Saying that, I think it takes the bigger person to stand up and apologize and I've never yet found myself in a situation where I haven't accepted an apology gracefully from someone, but depending on what its about, regardless of an apology, I may be more wary around them. That doesn't mean I haven't forgiven them, it just means I'm more savvy re-going forward with that person.

joeysteele
17-05-2016, 05:05 PM
I disagree with the last statement.
I can forgive someone, not hold a grudge or hate or malice towards them... And truly want the best for them...but not want to go forward in any type of personal relationship with them.
A case may be where a couple separate or divorce in an amicable fashion

Absolutely,I respect that and your last statement is a strong point and very valid.

I said it was just my own way of assessing forgiveness and indeed true contrition from any offending me too.

I just feel if I was close to someone who really offended me,and they really apologised and I believed they meant the apology too, to the point where I said I had forgiven them.
Just again, and only speaking from my own feeling on forgiveness,If I then treat them differently from how we were before,I myself would feel I had not really forgiven them.

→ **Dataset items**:
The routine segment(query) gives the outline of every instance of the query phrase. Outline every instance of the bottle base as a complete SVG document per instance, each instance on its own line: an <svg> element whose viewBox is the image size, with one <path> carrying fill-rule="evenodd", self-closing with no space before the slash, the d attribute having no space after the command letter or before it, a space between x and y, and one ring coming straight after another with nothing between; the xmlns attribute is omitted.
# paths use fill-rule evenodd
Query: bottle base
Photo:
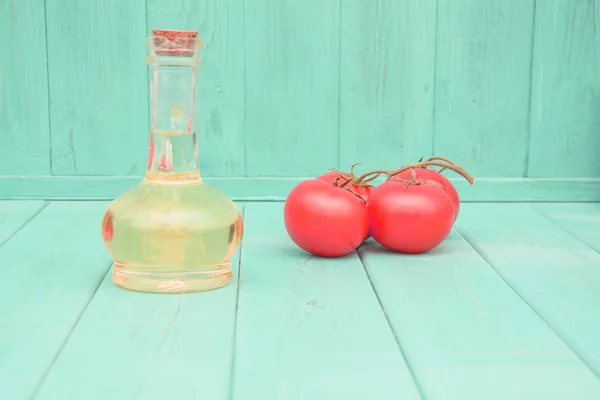
<svg viewBox="0 0 600 400"><path fill-rule="evenodd" d="M212 265L210 268L203 271L144 272L115 263L112 281L123 289L151 293L202 292L223 287L231 281L229 263Z"/></svg>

→ **Tasks for this exercise**:
A – Translate this sentence from the forum text on forgiveness into Spanish: "I disagree with the last statement."
B – Please carry the forum discussion on forgiveness forward, starting after its last sentence.
The records were drawn from a separate source.

→ **Answers for this exercise**:
A – No estoy de acuerdo con la última afirmación.

B –
Beso
17-05-2016, 08:33 PM
If someone hurt me or any of my friends then they would have to forgive me for punching them before i forgave them.

Dollface
17-05-2016, 08:40 PM
I think forgiveness overall is a good thing, i.e not holding a grudge. But I have a friend that has forgiven her boyfriend for LOADS of things, and to me that is foolishness. I believe in giving people second chances but not six or seven chances.

bots
17-05-2016, 09:37 PM
Everyone has the capacity to forgive anything. Its choosing to forget it that's foolish

Mokka
17-05-2016, 10:23 PM
Everyone has the capacity to forgive anything. Its choosing to forget it that's foolish

This I agree with wholeheartedly

jennyjuniper
18-05-2016, 04:00 AM
Forgive your enemies, but never forget the bastards name!! (an old Scottish saying)
I wish I could be more forgiving. I think it only becomes foolishness when you constantly have to forgive a person for the same thing.